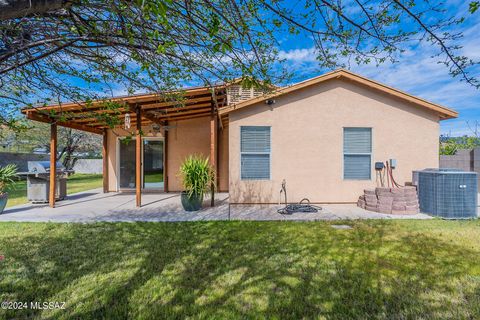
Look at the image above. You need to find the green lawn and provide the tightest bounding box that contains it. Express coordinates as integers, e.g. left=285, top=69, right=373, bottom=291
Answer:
left=0, top=220, right=479, bottom=319
left=5, top=174, right=103, bottom=207
left=144, top=172, right=163, bottom=184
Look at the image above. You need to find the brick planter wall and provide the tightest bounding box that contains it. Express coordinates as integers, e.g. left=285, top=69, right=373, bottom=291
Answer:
left=357, top=186, right=419, bottom=215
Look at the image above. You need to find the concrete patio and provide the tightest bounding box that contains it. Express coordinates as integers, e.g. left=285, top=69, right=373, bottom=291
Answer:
left=0, top=188, right=433, bottom=222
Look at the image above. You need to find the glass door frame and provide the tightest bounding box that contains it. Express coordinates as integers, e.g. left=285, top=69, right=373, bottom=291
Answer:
left=142, top=137, right=164, bottom=191
left=116, top=136, right=165, bottom=192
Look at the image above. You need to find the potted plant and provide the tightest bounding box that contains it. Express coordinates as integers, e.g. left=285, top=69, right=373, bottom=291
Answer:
left=178, top=155, right=215, bottom=211
left=0, top=164, right=18, bottom=214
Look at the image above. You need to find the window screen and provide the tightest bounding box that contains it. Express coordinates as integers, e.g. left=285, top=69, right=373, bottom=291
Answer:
left=241, top=126, right=271, bottom=180
left=343, top=128, right=372, bottom=180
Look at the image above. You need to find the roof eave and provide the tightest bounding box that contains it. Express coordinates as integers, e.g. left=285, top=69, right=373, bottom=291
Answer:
left=218, top=69, right=458, bottom=120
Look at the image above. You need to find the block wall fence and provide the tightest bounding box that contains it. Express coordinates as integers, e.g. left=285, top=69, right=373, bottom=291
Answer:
left=440, top=148, right=480, bottom=184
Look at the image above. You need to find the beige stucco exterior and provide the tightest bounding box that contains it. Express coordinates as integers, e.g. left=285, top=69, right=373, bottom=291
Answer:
left=22, top=69, right=454, bottom=209
left=104, top=76, right=445, bottom=203
left=228, top=78, right=441, bottom=203
left=106, top=117, right=229, bottom=192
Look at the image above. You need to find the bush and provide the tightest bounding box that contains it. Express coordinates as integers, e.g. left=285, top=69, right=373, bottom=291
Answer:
left=0, top=164, right=18, bottom=194
left=178, top=155, right=215, bottom=198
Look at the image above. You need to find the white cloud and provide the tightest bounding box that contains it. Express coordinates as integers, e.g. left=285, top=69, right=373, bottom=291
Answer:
left=278, top=47, right=318, bottom=62
left=277, top=22, right=480, bottom=137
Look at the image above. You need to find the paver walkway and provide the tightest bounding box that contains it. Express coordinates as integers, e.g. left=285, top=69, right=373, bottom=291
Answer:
left=0, top=189, right=433, bottom=222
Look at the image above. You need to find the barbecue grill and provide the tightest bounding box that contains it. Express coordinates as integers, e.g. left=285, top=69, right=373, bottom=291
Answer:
left=19, top=161, right=72, bottom=203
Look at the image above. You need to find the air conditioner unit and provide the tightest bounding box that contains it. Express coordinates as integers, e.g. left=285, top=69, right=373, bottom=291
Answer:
left=412, top=168, right=462, bottom=186
left=416, top=169, right=478, bottom=219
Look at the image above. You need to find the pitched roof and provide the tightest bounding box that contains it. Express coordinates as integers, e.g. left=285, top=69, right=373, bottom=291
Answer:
left=218, top=69, right=458, bottom=120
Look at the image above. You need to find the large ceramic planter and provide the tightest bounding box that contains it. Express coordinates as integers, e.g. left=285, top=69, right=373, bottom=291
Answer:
left=0, top=193, right=8, bottom=214
left=181, top=191, right=203, bottom=211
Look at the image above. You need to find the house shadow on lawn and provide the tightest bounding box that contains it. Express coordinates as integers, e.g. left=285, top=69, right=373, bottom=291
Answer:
left=0, top=221, right=479, bottom=319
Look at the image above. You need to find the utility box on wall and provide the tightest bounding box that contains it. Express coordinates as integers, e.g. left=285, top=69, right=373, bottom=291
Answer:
left=415, top=169, right=478, bottom=219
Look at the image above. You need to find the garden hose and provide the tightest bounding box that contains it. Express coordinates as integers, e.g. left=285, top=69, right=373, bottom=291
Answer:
left=278, top=198, right=322, bottom=214
left=277, top=180, right=322, bottom=214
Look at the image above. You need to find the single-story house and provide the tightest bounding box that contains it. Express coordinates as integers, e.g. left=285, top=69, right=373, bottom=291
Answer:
left=22, top=69, right=457, bottom=207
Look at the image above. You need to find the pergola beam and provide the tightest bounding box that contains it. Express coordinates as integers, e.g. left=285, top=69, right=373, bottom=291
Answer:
left=61, top=107, right=130, bottom=121
left=152, top=113, right=210, bottom=123
left=21, top=87, right=224, bottom=113
left=139, top=95, right=213, bottom=110
left=22, top=94, right=225, bottom=118
left=22, top=89, right=228, bottom=134
left=94, top=113, right=213, bottom=128
left=157, top=107, right=212, bottom=119
left=150, top=102, right=214, bottom=114
left=94, top=115, right=212, bottom=129
left=74, top=103, right=215, bottom=125
left=26, top=112, right=103, bottom=134
left=20, top=95, right=222, bottom=119
left=140, top=96, right=226, bottom=111
left=141, top=111, right=165, bottom=125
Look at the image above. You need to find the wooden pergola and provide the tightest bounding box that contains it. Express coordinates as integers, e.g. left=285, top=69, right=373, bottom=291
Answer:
left=21, top=85, right=228, bottom=208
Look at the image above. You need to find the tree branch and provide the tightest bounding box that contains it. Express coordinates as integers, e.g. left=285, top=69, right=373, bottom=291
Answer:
left=0, top=0, right=72, bottom=20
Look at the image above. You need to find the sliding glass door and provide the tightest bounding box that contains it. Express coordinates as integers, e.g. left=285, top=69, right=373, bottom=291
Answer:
left=143, top=139, right=164, bottom=190
left=118, top=138, right=164, bottom=190
left=119, top=139, right=137, bottom=189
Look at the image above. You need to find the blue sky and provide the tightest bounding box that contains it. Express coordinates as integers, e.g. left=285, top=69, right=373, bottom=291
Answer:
left=75, top=0, right=478, bottom=137
left=270, top=0, right=480, bottom=136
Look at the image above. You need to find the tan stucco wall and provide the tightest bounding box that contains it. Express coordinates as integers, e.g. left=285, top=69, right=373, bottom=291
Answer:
left=228, top=78, right=440, bottom=203
left=218, top=124, right=229, bottom=192
left=167, top=117, right=229, bottom=191
left=106, top=118, right=229, bottom=192
left=106, top=129, right=118, bottom=191
left=166, top=117, right=211, bottom=191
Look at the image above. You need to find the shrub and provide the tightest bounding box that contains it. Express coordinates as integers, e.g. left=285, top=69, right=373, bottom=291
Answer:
left=0, top=164, right=18, bottom=194
left=178, top=155, right=215, bottom=198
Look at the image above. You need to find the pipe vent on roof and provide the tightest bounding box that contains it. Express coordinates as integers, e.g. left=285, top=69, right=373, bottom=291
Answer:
left=226, top=85, right=264, bottom=105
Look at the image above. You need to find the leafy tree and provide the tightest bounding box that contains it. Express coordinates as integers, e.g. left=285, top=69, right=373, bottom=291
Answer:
left=0, top=0, right=478, bottom=129
left=470, top=1, right=480, bottom=13
left=440, top=138, right=459, bottom=156
left=439, top=134, right=480, bottom=155
left=6, top=122, right=102, bottom=169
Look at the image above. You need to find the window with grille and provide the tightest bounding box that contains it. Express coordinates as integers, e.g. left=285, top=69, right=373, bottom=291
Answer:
left=343, top=128, right=372, bottom=180
left=241, top=126, right=271, bottom=180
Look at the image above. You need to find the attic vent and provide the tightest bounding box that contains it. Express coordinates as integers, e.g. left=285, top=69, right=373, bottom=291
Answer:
left=227, top=85, right=264, bottom=105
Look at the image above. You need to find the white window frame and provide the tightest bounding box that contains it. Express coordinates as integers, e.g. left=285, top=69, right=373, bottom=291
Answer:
left=240, top=126, right=271, bottom=180
left=343, top=127, right=372, bottom=180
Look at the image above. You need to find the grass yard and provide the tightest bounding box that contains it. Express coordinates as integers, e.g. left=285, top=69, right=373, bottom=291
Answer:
left=144, top=171, right=163, bottom=184
left=5, top=174, right=102, bottom=207
left=0, top=220, right=479, bottom=319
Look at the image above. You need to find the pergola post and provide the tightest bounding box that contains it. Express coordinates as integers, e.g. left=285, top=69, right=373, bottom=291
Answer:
left=135, top=106, right=142, bottom=207
left=210, top=115, right=217, bottom=207
left=163, top=121, right=169, bottom=193
left=102, top=130, right=109, bottom=193
left=49, top=123, right=57, bottom=208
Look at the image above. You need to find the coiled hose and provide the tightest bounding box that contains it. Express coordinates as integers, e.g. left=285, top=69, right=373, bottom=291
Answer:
left=278, top=198, right=322, bottom=214
left=277, top=180, right=322, bottom=214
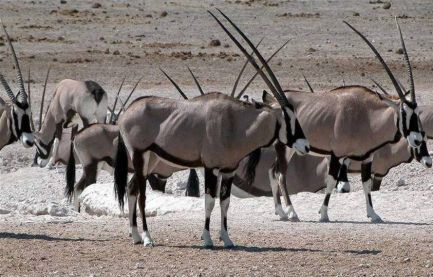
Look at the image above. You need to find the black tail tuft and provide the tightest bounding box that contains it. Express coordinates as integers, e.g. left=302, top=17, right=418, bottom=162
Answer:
left=185, top=169, right=200, bottom=197
left=114, top=134, right=128, bottom=210
left=244, top=148, right=261, bottom=186
left=65, top=141, right=76, bottom=201
left=148, top=174, right=167, bottom=193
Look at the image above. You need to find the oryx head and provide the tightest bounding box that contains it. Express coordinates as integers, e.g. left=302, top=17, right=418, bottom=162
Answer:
left=345, top=19, right=425, bottom=149
left=209, top=9, right=310, bottom=155
left=0, top=20, right=33, bottom=148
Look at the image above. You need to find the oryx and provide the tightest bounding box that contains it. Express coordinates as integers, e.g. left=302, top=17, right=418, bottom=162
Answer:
left=34, top=79, right=108, bottom=167
left=113, top=16, right=310, bottom=247
left=0, top=20, right=34, bottom=150
left=212, top=10, right=426, bottom=223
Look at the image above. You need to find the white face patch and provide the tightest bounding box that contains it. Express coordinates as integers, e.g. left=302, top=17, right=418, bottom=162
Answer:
left=408, top=131, right=423, bottom=148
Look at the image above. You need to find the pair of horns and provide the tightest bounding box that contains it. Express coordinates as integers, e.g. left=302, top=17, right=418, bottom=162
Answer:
left=109, top=76, right=143, bottom=124
left=160, top=66, right=206, bottom=100
left=345, top=18, right=415, bottom=104
left=0, top=19, right=27, bottom=105
left=209, top=9, right=292, bottom=109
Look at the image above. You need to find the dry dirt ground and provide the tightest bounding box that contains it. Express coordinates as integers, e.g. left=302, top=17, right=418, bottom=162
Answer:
left=1, top=0, right=433, bottom=276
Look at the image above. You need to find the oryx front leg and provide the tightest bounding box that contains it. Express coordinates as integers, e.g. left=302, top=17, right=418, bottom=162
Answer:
left=278, top=174, right=299, bottom=222
left=319, top=155, right=340, bottom=222
left=269, top=170, right=287, bottom=220
left=361, top=162, right=383, bottom=223
left=219, top=176, right=234, bottom=248
left=202, top=169, right=218, bottom=249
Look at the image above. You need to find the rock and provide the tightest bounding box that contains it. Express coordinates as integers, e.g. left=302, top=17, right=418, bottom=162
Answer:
left=160, top=11, right=168, bottom=17
left=382, top=2, right=391, bottom=9
left=396, top=178, right=406, bottom=187
left=426, top=260, right=432, bottom=268
left=307, top=47, right=317, bottom=53
left=209, top=39, right=221, bottom=47
left=113, top=50, right=120, bottom=55
left=91, top=3, right=102, bottom=9
left=60, top=0, right=67, bottom=4
left=396, top=48, right=404, bottom=54
left=353, top=12, right=360, bottom=16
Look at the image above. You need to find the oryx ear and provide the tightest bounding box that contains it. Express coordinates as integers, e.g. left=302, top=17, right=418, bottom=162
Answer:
left=262, top=90, right=278, bottom=105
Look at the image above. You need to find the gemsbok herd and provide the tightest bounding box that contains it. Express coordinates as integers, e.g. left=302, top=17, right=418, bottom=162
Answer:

•••••

WHAT THE TASK ASKS = From the opening line of the entries, copy each line exactly until the line with "Look at the image above. You need to find the concrete", which is copied as well; leave out pictures.

ANSWER SPACE =
Look at the image above. You need to find the green lawn and provide the tightest bounding box that contains it. Express coordinates as integers, e.g. left=285, top=69, right=373, bottom=291
Answer:
left=0, top=220, right=479, bottom=319
left=5, top=174, right=103, bottom=207
left=144, top=172, right=163, bottom=184
Look at the image above. You need to find the brick planter wall and provide the tightest bounding box that contains it. Express coordinates as integers, e.g. left=285, top=69, right=373, bottom=291
Answer:
left=357, top=186, right=419, bottom=215
Look at the image above. You need to find the concrete patio and provide the tightest bounding box that contains it. Express coordinates as integers, e.g. left=285, top=69, right=373, bottom=291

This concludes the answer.